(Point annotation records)

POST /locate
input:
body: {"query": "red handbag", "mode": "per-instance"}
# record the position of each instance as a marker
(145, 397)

==

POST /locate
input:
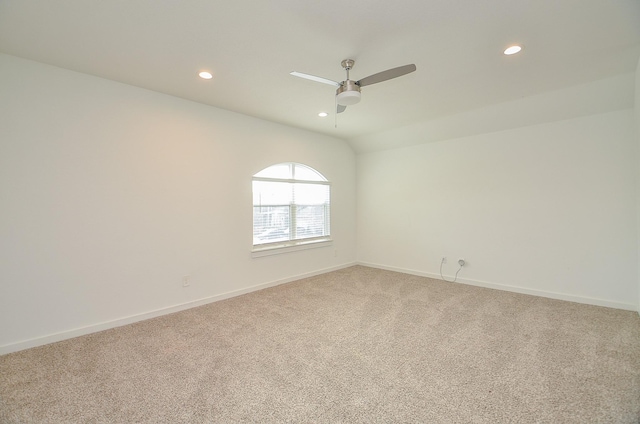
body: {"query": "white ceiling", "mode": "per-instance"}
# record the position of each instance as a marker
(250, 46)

**Task to carry out:**
Can you extract every line in the records that contains the string "query"?

**Expected answer:**
body: {"query": "red handbag", "mode": "per-instance"}
body: {"query": "white ceiling", "mode": "per-instance"}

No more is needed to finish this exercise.